Excerpt provided
* Begin *
Climate Change: An Alaskan Perspective
I have learned when talking about my home state of Alaska not to make the
assumption that “outsiders” actually understand the north. And I do not use
that term in a disparaging way. Alaska is far removed geographically from
the rest of the United States as well as mentally. So given that, let me give
some background with my apologies to those of you who are already
familiar with Alaska, the Great Land.
Alaska is nearly 600,000 square miles, which is one-fifth the size of the
Continental United States. If super-imposed over the Lower 48 states, it
would stretch from California to Florida. In addition to being a land of ice
and snow, we are home to North America’s largest rainforest. We have a
greater abundance of natural resources than any other state, ranging from the
largest coal deposits in the world to incredible fisheries. And Alaska has
one-fifth to one-third of the Nation’s coastline – depending on if you
measure at low or high tide.
More than one-fourth of the State lies above the Arctic Circle. The Arctic
region consists of a vast ocean surrounded by land, as opposed, of course, to
Antarctica which is a land continent surrounded by oceans.
For a majority of the year, Alaska’s Arctic is covered with ice and snow.
The land is frozen tundra which then gives way to the boreal forests that
encircle the globe. The Arctic region is teeming with wildlife for the short
summer when the sun never sets in the region. During the rest of the year,
most of the wildlife migrates south or hibernates. Even in the summer
months, though, the air temperature remains near freezing for most of the
time and severe summer storms can destroy habitat and cause wide swings
in animal populations.
* End *
Excerpted data
* Begin *
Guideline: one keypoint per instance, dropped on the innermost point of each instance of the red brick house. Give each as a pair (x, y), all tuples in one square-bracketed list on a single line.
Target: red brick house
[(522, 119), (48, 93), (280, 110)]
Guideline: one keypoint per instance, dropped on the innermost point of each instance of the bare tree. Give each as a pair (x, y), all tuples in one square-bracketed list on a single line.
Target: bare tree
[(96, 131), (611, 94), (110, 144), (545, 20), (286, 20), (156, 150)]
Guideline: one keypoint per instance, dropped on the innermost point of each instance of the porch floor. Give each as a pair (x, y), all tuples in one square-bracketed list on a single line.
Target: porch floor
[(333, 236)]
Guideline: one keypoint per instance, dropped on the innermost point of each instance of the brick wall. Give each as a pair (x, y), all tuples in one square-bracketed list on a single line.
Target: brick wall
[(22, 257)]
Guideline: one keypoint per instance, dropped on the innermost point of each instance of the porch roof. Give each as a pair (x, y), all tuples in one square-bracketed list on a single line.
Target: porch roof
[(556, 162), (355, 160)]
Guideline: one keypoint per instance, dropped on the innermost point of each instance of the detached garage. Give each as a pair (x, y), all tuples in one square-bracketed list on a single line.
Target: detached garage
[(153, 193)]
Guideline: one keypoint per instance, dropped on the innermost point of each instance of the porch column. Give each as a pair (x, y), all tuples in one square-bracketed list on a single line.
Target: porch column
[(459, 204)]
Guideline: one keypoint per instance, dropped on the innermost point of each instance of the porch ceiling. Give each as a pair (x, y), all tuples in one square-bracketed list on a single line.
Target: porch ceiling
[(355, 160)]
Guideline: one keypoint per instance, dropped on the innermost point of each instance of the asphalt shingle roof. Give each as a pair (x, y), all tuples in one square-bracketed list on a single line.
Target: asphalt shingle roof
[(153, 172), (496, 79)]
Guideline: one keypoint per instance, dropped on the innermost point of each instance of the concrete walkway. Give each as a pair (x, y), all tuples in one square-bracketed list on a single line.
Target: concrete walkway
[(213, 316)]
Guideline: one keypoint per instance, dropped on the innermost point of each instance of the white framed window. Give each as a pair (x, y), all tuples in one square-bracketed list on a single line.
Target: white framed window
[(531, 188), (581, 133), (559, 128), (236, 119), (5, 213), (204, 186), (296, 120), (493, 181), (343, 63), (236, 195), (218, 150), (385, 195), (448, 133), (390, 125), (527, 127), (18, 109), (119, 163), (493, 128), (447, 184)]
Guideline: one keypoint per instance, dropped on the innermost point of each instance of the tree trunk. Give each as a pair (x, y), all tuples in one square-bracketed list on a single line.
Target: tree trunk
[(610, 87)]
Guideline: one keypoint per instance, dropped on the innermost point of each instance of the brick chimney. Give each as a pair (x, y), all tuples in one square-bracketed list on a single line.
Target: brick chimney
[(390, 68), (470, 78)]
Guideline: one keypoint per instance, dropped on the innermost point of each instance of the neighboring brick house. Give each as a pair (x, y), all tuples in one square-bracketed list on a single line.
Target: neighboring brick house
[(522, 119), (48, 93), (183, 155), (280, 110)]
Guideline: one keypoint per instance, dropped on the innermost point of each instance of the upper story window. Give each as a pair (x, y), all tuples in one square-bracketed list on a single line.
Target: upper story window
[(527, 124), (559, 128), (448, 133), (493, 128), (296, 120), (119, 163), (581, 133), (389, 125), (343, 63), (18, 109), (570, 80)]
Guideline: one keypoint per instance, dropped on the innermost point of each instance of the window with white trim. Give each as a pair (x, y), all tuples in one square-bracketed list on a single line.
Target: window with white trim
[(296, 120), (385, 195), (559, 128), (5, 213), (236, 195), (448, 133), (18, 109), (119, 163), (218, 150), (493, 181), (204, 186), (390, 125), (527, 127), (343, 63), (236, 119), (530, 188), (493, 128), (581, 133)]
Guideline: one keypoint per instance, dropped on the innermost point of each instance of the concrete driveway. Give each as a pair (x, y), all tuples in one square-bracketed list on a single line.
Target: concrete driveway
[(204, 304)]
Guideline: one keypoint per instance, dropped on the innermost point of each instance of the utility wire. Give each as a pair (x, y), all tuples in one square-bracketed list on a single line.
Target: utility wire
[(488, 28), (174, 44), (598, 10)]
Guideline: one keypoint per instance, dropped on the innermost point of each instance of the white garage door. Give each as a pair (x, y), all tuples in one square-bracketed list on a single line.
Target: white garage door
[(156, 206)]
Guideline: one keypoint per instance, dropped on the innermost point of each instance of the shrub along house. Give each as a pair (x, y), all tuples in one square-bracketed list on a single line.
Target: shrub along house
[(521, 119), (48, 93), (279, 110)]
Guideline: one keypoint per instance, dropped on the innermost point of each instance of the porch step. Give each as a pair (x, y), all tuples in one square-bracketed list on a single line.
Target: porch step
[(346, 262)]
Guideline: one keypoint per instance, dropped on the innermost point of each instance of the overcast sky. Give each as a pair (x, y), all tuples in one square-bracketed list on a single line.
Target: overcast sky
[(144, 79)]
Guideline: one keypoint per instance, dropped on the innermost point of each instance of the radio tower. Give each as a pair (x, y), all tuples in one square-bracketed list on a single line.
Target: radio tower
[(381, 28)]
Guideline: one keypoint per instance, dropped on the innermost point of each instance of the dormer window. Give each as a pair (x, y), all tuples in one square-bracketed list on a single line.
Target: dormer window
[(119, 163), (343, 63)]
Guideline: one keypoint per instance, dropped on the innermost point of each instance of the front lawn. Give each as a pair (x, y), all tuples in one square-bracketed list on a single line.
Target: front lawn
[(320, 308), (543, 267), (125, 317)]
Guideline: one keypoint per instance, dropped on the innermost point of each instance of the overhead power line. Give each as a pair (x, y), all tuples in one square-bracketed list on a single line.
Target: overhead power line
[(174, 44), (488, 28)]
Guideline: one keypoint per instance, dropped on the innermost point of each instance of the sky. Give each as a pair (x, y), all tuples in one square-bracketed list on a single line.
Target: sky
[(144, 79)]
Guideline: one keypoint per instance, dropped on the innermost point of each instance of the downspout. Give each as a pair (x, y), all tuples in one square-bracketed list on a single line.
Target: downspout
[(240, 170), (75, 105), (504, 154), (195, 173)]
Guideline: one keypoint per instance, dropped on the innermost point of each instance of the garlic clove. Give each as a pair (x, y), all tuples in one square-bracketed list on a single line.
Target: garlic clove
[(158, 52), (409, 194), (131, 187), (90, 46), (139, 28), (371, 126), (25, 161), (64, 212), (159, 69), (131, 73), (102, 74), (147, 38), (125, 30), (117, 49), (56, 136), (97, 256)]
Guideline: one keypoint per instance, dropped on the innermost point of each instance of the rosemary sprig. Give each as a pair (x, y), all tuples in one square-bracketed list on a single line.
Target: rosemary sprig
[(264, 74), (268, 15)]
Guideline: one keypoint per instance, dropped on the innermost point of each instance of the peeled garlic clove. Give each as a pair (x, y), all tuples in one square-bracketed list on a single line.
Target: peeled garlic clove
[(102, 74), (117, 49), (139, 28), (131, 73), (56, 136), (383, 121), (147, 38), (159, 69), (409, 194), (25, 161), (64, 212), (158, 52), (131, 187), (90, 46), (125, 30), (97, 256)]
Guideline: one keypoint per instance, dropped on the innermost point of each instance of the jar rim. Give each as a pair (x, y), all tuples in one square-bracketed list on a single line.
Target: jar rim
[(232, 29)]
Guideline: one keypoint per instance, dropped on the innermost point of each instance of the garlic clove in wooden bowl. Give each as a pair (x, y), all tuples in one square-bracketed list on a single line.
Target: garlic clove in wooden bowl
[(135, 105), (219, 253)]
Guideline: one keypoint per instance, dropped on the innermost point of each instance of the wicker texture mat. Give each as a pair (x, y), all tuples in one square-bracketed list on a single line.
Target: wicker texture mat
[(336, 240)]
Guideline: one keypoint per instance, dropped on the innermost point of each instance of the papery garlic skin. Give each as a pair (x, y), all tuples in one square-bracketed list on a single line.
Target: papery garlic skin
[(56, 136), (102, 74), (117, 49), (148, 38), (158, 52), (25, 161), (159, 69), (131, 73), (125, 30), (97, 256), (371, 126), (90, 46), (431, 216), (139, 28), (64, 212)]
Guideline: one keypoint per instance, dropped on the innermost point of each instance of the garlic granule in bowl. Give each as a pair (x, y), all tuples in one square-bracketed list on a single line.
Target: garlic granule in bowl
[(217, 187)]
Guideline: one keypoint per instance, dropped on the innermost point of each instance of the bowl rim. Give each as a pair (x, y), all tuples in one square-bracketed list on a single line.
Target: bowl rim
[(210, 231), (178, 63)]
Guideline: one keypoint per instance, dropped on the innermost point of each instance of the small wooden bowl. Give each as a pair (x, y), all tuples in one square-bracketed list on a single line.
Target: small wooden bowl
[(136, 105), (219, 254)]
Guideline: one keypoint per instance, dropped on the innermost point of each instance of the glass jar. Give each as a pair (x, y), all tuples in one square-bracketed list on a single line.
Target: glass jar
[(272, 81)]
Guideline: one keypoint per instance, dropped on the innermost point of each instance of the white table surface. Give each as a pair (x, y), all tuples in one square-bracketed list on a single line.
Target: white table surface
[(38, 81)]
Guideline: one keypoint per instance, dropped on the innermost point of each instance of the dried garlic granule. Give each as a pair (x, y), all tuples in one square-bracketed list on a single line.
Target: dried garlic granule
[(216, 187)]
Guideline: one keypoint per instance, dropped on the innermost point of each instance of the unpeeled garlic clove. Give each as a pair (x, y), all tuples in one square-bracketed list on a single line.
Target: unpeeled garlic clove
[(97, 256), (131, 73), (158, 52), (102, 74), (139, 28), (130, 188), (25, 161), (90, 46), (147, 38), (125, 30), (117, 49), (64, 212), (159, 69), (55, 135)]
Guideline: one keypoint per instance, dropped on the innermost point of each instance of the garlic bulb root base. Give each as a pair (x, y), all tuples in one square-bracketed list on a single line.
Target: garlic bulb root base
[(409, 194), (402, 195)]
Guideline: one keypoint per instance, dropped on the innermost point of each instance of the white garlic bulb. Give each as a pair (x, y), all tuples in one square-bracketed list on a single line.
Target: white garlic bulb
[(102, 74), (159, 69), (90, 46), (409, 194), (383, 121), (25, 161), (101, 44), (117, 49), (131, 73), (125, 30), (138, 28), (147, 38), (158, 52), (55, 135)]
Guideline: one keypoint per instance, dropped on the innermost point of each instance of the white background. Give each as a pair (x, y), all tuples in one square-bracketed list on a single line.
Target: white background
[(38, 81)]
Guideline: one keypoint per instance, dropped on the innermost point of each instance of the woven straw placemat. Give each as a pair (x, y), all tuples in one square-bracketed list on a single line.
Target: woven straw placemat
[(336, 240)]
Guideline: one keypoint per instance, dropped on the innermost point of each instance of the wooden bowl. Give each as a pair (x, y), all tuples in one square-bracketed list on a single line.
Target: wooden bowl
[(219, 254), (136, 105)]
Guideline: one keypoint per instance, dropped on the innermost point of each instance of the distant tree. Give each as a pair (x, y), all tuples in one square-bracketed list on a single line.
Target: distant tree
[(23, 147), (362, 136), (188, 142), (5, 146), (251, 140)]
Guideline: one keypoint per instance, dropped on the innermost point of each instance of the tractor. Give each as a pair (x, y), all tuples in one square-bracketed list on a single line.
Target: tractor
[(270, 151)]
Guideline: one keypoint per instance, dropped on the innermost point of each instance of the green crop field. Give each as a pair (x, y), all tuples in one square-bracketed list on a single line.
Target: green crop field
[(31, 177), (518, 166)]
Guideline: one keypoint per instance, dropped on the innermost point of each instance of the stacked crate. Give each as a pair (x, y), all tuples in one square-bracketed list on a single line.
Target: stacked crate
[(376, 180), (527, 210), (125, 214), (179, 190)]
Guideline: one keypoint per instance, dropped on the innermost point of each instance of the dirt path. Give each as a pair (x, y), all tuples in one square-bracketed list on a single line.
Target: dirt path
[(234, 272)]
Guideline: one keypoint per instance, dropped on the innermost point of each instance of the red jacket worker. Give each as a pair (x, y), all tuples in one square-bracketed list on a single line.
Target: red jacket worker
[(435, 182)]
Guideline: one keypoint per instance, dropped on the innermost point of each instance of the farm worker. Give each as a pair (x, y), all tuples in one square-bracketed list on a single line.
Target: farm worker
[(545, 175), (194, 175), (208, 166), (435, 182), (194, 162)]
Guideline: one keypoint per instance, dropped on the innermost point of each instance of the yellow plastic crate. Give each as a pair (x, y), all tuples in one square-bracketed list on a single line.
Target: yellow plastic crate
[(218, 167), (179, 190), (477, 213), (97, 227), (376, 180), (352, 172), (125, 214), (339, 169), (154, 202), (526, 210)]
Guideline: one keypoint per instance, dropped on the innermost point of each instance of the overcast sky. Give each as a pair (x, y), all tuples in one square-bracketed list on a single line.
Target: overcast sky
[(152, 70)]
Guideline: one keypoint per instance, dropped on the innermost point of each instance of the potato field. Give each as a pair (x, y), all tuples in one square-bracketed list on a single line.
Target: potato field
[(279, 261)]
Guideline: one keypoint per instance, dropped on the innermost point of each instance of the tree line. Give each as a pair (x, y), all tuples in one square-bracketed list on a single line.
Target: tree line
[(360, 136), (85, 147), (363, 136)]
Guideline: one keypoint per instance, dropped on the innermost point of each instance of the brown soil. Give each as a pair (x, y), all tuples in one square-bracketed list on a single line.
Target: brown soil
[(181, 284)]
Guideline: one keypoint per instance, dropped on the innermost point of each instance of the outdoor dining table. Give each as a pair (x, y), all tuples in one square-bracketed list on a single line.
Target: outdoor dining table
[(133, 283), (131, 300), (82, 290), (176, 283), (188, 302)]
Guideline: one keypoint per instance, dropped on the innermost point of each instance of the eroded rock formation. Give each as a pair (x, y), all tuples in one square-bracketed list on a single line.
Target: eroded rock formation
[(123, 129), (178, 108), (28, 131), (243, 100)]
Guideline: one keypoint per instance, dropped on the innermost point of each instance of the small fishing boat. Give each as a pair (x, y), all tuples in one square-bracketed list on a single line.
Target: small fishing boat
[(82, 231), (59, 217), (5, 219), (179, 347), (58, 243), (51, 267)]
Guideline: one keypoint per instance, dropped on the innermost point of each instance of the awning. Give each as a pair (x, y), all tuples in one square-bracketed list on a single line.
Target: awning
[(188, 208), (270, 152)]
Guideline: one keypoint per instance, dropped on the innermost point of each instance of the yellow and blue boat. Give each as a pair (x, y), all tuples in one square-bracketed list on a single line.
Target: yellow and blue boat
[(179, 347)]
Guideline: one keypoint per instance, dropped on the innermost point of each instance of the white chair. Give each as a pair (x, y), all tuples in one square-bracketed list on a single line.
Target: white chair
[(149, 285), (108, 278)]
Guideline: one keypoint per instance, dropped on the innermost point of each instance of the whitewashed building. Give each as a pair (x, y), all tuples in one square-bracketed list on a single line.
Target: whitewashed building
* End *
Set of tasks
(a) Answer these questions using the text on Alaska:
(i) About how many square miles does Alaska cover?
(ii) How much of the State lies above the Arctic Circle?
(iii) What kind of land gives way to the boreal forests in Alaska's Arctic?
(b) Reproduce, word for word, everything in the text on Alaska from "For a majority" down to "in animal populations.".

The answers
(a)
(i) Nearly 600,000 square miles.
(ii) More than one-fourth.
(iii) Frozen tundra.

(b)
For a majority of the year, Alaska’s Arctic is covered with ice and snow.
The land is frozen tundra which then gives way to the boreal forests that
encircle the globe. The Arctic region is teeming with wildlife for the short
summer when the sun never sets in the region. During the rest of the year,
most of the wildlife migrates south or hibernates. Even in the summer
months, though, the air temperature remains near freezing for most of the
time and severe summer storms can destroy habitat and cause wide swings
in animal populations.